#### [REQUIRED WORK]
Carry on the article about HSTS, picking up right after its final sentence.

#### [EXERCISE TEXT]
+ + + + + + +

In our recent article on cookie injection vulnerabilities, I briefly mentioned that HSTS could help mitigate the impact. In this article I’d like to take a more focused look at HSTS and how it can help improve security and privacy for web users.
Let’s start with a common attack used against HTTPS connections. Like many people (or many writers, at any rate) I spend a lot of my day in coffee shops and other providers of insecure bandwidth over WiFi. Suppose I wanted to check the balance of my bank account to see it will stretch to another chocolate muffin. I grab my phone, spot what looks like the place’s WiFi network, connect, and log-in to my bank’s site. When I’ve reaffirmed that my mother was right about there being no money in blogging, I logout, and go about my day.
Unfortunately, I wasn’t careful about the WiFi network I connected to, and what looked like the coffee shop’s network was, in fact, a network created by the criminal sat across from me. He acted as a man-in-the-middle, intercepting my communications with the bank, stripping out HTTPS links, and replacing them with HTTP links, relaying my communications to the bank, and the bank’s communications to me, snagging my login details in the process.
You might think the browser would set off alarm bells when this happens, but the browser has no idea which sites should be connected to over HTTPS and which should not. It doesn’t consider it inherently insecure that I’m using plain old HTTP (or at least not yet).

+ + + + + + +

Collected data:
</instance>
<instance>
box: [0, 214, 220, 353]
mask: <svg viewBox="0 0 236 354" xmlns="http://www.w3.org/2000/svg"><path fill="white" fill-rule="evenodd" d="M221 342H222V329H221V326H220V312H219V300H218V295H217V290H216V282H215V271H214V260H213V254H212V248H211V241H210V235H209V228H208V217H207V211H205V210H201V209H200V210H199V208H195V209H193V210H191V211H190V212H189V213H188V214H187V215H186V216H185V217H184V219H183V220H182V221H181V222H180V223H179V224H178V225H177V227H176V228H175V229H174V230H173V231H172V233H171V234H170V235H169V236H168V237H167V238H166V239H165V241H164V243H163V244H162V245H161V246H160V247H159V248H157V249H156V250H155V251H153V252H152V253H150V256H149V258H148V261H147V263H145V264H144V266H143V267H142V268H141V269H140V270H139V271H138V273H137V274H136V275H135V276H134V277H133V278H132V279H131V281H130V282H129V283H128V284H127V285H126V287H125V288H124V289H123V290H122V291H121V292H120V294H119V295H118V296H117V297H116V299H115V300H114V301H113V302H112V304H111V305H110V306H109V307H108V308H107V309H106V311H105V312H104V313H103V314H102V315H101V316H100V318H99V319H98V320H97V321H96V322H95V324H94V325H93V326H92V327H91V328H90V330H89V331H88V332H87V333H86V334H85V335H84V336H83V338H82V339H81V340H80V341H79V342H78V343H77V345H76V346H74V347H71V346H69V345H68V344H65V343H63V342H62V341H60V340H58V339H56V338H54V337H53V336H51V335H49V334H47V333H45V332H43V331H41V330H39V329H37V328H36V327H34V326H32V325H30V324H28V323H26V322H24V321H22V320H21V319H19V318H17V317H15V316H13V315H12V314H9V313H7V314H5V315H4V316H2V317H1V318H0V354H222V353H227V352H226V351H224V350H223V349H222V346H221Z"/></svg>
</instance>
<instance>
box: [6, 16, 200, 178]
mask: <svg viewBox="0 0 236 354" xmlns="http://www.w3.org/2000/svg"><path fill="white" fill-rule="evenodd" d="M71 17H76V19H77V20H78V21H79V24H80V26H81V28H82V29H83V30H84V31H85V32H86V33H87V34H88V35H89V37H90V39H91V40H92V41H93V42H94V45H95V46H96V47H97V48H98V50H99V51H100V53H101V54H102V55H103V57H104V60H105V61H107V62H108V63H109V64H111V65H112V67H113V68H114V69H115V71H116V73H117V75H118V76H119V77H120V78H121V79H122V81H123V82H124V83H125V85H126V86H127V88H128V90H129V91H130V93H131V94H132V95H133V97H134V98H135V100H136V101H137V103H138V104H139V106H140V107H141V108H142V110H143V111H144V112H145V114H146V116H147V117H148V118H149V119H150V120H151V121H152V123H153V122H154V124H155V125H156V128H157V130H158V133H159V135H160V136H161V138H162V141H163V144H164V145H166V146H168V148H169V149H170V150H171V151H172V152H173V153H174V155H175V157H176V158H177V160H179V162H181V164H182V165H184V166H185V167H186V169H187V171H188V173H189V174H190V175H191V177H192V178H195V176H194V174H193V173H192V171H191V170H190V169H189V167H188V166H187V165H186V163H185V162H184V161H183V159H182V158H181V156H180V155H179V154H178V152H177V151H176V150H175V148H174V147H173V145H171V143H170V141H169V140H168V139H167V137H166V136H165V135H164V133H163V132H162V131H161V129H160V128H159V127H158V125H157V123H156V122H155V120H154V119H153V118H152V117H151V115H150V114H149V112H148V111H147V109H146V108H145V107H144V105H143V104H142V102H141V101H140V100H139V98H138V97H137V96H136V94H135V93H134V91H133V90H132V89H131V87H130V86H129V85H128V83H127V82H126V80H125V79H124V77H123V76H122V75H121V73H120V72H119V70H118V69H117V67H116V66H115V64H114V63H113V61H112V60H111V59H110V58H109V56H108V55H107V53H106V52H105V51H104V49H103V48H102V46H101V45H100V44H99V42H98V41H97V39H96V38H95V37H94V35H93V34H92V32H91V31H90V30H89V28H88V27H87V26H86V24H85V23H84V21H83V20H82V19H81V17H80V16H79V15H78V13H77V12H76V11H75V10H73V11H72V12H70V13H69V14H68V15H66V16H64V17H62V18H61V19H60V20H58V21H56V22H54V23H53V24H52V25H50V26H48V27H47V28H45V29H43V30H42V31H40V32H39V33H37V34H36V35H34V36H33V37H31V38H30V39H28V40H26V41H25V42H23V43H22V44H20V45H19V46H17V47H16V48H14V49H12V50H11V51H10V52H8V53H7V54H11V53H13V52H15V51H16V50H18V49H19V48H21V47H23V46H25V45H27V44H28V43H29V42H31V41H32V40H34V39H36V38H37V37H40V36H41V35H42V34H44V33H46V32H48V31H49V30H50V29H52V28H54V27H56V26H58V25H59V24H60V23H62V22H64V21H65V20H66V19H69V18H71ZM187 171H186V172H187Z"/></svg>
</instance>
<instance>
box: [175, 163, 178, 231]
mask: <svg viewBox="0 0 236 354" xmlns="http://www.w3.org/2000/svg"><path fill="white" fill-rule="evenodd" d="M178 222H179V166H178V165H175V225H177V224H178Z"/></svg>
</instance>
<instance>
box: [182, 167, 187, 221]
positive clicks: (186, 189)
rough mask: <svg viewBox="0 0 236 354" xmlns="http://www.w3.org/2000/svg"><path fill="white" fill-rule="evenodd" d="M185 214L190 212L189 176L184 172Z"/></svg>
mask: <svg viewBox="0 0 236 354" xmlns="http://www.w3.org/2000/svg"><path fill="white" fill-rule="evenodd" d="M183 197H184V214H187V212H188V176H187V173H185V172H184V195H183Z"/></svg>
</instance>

+ + + + + + +

#### [OUTPUT OF THE TASK]
HSTS — the HTTPS Strict Transport Protocol — makes this sort of attack almost impossible (I’ll go into the “almost” soon). HSTS works like this: the first time I connect to my bank on a browser, the site sends a header that tells the browser that all future connections to this site should be secured. That is, the browser should no longer accept any connection from this site that isn’t secured by HTTPS. The header includes a time limit, usually on the order of six months. When the miscreant in the coffee shop tried to strip the HTTPS out of my links, the browser would warn me, and I’d be safe.
Now to that “almost impossible”. If when I first connect to my bank using the browser, before it has received the HSTS header, and my connection is intercepted as explained above, then I’m in the same situation as before. However, that one weakness is still orders of magnitude more secure than using insecure networks without HSTS.
HSTS isn’t at all difficult to implement. For Apache it’s just a simple configuration tweak. So why have such a tiny fraction of sites implemented HSTS? Historically, site owners could argue that browser support was patchy — particularly by that perennial laggard IE. Since earlier this year though, IE joined the roster of modern browsers with support for HSTS, so now the question becomes, if you haven’t implemented HSTS on your site, why not?